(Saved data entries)

+++++

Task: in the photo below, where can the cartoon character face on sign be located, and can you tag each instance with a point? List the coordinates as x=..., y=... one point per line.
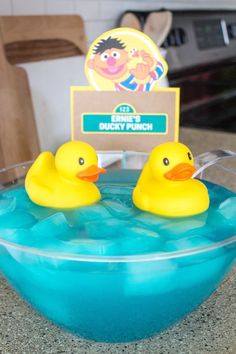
x=111, y=58
x=125, y=60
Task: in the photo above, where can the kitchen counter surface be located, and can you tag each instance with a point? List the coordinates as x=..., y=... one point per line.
x=210, y=329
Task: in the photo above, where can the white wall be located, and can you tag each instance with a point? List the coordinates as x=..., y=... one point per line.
x=101, y=15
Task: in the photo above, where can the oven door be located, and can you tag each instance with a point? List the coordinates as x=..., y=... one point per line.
x=208, y=96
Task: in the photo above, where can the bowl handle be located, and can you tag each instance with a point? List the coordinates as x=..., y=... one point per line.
x=207, y=159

+++++

**Aim of the exercise**
Carry over each record above character for character, with the pictures left out.

**Completed task**
Task: in the photo below, where can the cartoon character face on sign be located, and can you tag each instance with a point? List the coordinates as x=..., y=... one point per line.
x=111, y=58
x=125, y=60
Task: in the photo above, where can the kitchen counter surface be located, and can you tag each instance with a point? List the coordinates as x=..., y=... one point per line.
x=210, y=329
Task: in the photo above, where can the white wall be located, and can you tag each instance with a point? List the coordinates as x=..., y=... one point per line.
x=101, y=15
Task: in the photo above, where can the oven door be located, and can you tag each instance with a point? List the coordinates as x=..., y=... one point per line.
x=208, y=96
Task: in the photo above, where can the bowl handle be located, and can you tag each instance with a point? List the coordinates as x=..., y=... one point per line.
x=207, y=159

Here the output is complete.